→ AIM OF THE TASK
Edit the text on AI and software defensibility. Copy it from "AI coding tools" through "of replacing it.", and replace "niche" with "specialized".

Shopify President Harley Finkelstein argues that while AI will rewrite user interfaces, it won't replace core transaction infrastructure. Shopify's defensibility comes from its comprehensive back-office system managing inventory, taxes, payments, and fraud, which is far harder to replicate than a simple storefront.

As AI commoditizes software, the most defensible businesses are no longer asset-light SaaS models. Instead, companies with physical world operations, regulatory moats, and liability are safer investments. Their operational complexity, once a weakness, now serves as a formidable barrier against pure AI-driven disruption.

Mala Gaonkar identifies a category of business resistant to AI disruption: proprietary, real-time data providers. Because their data is live and deeply embedded into critical trading and compliance workflows, it is extremely difficult for a static LLM to displace them.

Oren Zeev argues against the narrative that AI will kill all incumbents. He believes businesses with operational complexity, deep data moats, and strong distribution are not easily disrupted. These companies are more likely to leverage AI to their advantage, while simpler software companies are at greater risk.

Not all software is equally threatened by AI. Companies whose products are integral to creating proprietary, transactional data (like court case filings) have a strong defense. Their value is in the data and compliance layers, unlike UI-focused tools which are more easily replicated by AI agents.

AI can generate code, but the real value of enterprise software is its integration into complex human workflows, the massive costs of change management, and network effects. These human-centric problems create a durable moat that code generation alone cannot overcome.

The fear that AI agents will kill SaaS is overblown. Corporations will not replace mission-critical, supported software with AI-generated code from junior employees. The need for vendor accountability, reliability, and support creates a durable moat for enterprise software companies.

AI coding tools struggle to replace entrenched niche software because AI lacks access to private client data and cannot provide the liability and support needed for mission-critical operations. The software's cost is often trivial compared to the operational risk of replacing it.

The threat of AI to SaaS is overstated for companies that own either a deep relationship with the user or a critical system of record. "Glue layer" SaaS companies without these moats are most at risk, while those like Salesforce (owning the customer relationship) are more durable.

→ RECORDS SUPPLIED
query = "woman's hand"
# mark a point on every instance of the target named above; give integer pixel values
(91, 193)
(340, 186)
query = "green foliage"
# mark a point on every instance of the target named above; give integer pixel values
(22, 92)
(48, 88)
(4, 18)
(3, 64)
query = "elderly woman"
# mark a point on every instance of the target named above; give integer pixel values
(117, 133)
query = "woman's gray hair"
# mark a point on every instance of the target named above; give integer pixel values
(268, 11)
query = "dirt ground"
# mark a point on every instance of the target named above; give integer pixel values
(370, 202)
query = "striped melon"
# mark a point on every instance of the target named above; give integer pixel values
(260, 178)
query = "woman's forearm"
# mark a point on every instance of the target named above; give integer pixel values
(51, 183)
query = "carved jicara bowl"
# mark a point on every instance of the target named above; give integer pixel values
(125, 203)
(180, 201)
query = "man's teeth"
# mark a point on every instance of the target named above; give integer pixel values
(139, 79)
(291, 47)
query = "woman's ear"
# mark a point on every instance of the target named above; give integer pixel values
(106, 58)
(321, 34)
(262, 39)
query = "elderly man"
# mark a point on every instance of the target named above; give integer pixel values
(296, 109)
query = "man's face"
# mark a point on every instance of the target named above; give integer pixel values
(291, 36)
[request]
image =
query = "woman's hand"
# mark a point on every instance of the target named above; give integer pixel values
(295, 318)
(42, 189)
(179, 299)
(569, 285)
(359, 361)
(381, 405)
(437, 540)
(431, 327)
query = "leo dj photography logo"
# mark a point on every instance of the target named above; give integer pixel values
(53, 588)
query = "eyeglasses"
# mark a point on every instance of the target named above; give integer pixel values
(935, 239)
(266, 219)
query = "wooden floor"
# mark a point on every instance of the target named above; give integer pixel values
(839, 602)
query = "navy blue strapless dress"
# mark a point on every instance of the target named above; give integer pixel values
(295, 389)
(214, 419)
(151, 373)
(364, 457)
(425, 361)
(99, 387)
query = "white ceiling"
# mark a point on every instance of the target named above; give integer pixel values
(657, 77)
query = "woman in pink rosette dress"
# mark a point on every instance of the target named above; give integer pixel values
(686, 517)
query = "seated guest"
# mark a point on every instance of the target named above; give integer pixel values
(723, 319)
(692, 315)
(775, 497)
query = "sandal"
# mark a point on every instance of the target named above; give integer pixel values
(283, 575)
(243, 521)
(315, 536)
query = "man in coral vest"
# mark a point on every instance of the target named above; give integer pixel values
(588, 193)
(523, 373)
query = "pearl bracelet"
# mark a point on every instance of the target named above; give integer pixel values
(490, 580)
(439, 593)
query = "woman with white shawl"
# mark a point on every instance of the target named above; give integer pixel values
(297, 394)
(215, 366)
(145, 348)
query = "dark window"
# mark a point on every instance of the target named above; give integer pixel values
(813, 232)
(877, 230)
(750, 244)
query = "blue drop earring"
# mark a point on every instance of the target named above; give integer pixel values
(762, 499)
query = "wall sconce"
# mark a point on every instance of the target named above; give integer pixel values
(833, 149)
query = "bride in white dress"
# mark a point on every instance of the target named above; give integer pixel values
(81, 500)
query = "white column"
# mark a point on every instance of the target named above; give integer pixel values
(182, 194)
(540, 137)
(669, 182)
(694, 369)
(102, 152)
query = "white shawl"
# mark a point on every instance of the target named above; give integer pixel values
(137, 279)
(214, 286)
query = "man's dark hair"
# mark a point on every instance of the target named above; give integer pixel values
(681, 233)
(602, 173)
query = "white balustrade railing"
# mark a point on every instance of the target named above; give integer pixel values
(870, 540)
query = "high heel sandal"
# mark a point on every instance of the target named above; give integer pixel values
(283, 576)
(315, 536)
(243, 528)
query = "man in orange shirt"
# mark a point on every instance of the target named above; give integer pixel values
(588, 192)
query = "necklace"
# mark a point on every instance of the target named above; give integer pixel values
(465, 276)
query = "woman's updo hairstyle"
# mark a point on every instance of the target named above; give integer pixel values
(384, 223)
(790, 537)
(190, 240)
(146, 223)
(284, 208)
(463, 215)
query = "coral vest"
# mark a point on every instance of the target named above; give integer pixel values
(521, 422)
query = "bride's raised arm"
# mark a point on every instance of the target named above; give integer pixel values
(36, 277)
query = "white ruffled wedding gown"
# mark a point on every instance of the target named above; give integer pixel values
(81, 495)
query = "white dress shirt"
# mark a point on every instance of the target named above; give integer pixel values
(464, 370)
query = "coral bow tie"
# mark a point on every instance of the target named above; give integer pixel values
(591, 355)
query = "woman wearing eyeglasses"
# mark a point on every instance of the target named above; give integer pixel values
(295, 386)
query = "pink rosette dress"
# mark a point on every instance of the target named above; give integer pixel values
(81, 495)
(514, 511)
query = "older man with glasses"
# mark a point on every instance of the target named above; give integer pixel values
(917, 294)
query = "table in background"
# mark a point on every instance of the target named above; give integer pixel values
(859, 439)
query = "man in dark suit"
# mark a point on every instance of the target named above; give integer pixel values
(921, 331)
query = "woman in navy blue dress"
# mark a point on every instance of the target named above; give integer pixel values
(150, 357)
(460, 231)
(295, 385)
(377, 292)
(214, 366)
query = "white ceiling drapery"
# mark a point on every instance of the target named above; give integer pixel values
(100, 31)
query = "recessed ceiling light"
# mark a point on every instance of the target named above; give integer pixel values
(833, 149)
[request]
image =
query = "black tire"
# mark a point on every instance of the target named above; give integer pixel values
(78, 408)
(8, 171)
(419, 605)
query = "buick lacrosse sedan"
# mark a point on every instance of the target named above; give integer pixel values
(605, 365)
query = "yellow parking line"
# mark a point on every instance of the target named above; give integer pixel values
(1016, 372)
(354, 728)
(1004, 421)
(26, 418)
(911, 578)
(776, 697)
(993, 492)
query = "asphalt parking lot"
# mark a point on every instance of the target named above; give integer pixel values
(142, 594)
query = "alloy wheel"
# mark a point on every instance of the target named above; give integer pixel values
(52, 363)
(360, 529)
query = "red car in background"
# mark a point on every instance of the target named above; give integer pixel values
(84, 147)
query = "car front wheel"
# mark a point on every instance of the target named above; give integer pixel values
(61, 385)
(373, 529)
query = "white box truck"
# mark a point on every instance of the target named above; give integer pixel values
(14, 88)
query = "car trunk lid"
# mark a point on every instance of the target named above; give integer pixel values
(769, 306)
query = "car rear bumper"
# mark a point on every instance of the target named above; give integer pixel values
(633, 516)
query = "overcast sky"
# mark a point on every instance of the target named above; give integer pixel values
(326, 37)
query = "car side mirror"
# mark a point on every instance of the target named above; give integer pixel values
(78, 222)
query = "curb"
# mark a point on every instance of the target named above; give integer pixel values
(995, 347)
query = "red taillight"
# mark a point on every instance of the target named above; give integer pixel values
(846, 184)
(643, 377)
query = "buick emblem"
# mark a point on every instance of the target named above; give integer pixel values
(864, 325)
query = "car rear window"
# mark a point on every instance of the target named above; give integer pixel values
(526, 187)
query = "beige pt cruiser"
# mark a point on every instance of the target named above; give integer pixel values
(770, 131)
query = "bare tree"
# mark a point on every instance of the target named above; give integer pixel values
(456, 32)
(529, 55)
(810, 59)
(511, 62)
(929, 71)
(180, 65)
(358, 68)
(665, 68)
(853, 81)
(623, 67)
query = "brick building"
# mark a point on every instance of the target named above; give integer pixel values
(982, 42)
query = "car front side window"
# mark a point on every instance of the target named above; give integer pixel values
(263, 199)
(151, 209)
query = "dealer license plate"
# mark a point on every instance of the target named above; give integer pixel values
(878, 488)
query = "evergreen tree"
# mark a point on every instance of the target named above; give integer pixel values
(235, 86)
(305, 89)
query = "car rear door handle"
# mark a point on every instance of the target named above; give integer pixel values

→ ANSWER BOX
AI coding tools struggle to replace entrenched specialized software because AI lacks access to private client data and cannot provide the liability and support needed for mission-critical operations. The software's cost is often trivial compared to the operational risk of replacing it.